-- SOURCE TEXT start --

Practical implementation of FVR is complicated by two main factors which arise when the projection-slice theorem is applied to discrete sampled data [8]. First of all, conventional FFT algorithms yield frequency-domain output data which is not ideally structured for resampling. To mitigate this effect, it is necessary to add high performance multidimensional fft-shift stages to the rendering pipeline to rearrange the data. Moreover, sampling the frequency domain is equivalent to the replication of the signal in the spatial domain that ultimately accounts for the appearance of ghosting artifacts in the reconstructed images. This issue is resolved by zero-padding the volume in the spatial domain and using high-order interpolation filters in the frequency domain. Our CUDA-based implementation addresses all of these issues.

3. Algorithm and Implementation

The plain FVR algorithm is briefly illustrated to simplify the explanation of the contextual classification of the rendering pipeline. Based on this classification, an efficient strategy has been considered to map this pipeline to run entirely on the GPU.

3.1. Algorithm

The spatial volume must be shifted by a 3D fft-shift operation to set its center at the origin of the 3D space. The frequency spectrum of this volume is then obtained by a forward 3D FFT operation. This resulting spectrum is not centered at the origin of the frequency space. Consequently, another 3D fft-shift operation is required to center its zero-frequency component to prepare it for correct slice extraction. Afterwards, a 2D projection-slice passing through the origin of the spectral volume, with a normal that is parallel to the viewing direction, is carefully extracted. This slice represents the 2D FFT of the desired projection and thus, the reconstructed image can be directly obtained by a 2D inverse FFT operation. To reduce the aliasing and ghosting artifacts in the reconstructed image, this projection-slice is processed in a further step to have it resampled. The resampling stage is only mandatory if the desired projection was not orthogonal. After resampling the extracted slice, it is backtransformed to the spatial domain by an inverse 2D FFT operation. The resulting image from this inverse transformation is shifted by another 2D fft-shift operation to move the center of the image from the edge to origin of the grid used to display the image. Changing the viewing angle implies rotating the 3D spectrum to extract a new projection-slice that corresponds to this angle. The algorithm sequence is graphically depicted in Figure 1.

-- SOURCE TEXT end --

■ **COMPLETE THE FOLLOWING**:
A: Transcribe the FVR excerpt word for word, starting with "3. Algorithm and" and going on through "on the GPU.".
B: Answer these questions using the FVR excerpt:
(i) Which two measures does it give for resolving the ghosting issue?
(ii) Which operation produces the frequency spectrum of the shifted spatial volume?
(iii) Under what condition is the resampling stage mandatory?
C: Write the next part of the FVR excerpt, picking up right after its final sentence.

-- DATASET EXTRACT start --

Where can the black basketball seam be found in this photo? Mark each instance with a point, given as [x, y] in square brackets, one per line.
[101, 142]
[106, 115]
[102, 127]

-- DATASET EXTRACT end --

■ **EXERCISE ANSWERS**:
A:
3. Algorithm and Implementation

The plain FVR algorithm is briefly illustrated to simplify the explanation of the contextual classification of the rendering pipeline. Based on this classification, an efficient strategy has been considered to map this pipeline to run entirely on the GPU.

B:
(i) Zero-padding the volume in the spatial domain and using high-order interpolation filters in the frequency domain.
(ii) A forward 3D FFT operation.
(iii) Only if the desired projection was not orthogonal.

C:
Figure 1: Graphical illustration of the FVR algorithm.
3.2. Pipeline Classification

According to the sequence of operations in this algorithm, the pipeline could be divided into two consecutive stages: a preprocessing stage and a rendering loop. The preprocessing stage is executed only once to prepare the 3D spectrum of the input spatial volume. The rendering loop is running continuously to generate different projections according to the input viewing angle. The main function of the preprocessing stage is limited to loading a volume of interest, obtaining its frequency spectrum and preparing it for slicing. After the preparation of the spectral volume, the rendering loop is executed to generate different projection images by extracting a projection-slice according to the input viewing angle, then resampling it, and finally backtransforming it to the spatial domain to generate the reconstructed image.

From another perspective, the pipeline could be split according to functionality into two complementary cores or contexts: a computational context and a rendering context. Cooperatively, both contexts complement each other functional-wise, but from the sequence point of view, they are overlapping and one must switch from one context to the other to flow through the pipeline.

3.3. Implementation Strategy

Building the entire FVR pipeline on the GPU directly may be cumbersome and inefficient. In general, an adequate way of constructing GPU-based pipelines is to have a naïve and valid reference implementation of this pipeline on the CPU in advance. Having this CPU-based pipeline tested and validated, every stage of it can be afterwards implemented independently on the GPU and then validated to ensure similar results from the CPU-based implementation until getting the pipeline working integrally on the GPU. This implementation strategy is a rule of thumb to increases flexibility and efficiency for designing and building GPU pipelines. Our proposed FVR pipeline was built based on this strategy.

According to the aforementioned contextual functional classification of the FVR pipeline, the CPU is employed for executing the computational context while the GPU can be used to implement the rendering contexts relying on any graphics application programming interface (API) like OpenGL or Direct 3D. This heterogeneous implementation is easier to handle than a full CPU-based pipeline because the 3D spectral volume can be efficiently represented by 3D OpenGL textures. This efficiency comes from their hardware-acceleration support and built-in interpolation schemes compared to using a 3D array on the CPU and doing the interpolation step manually.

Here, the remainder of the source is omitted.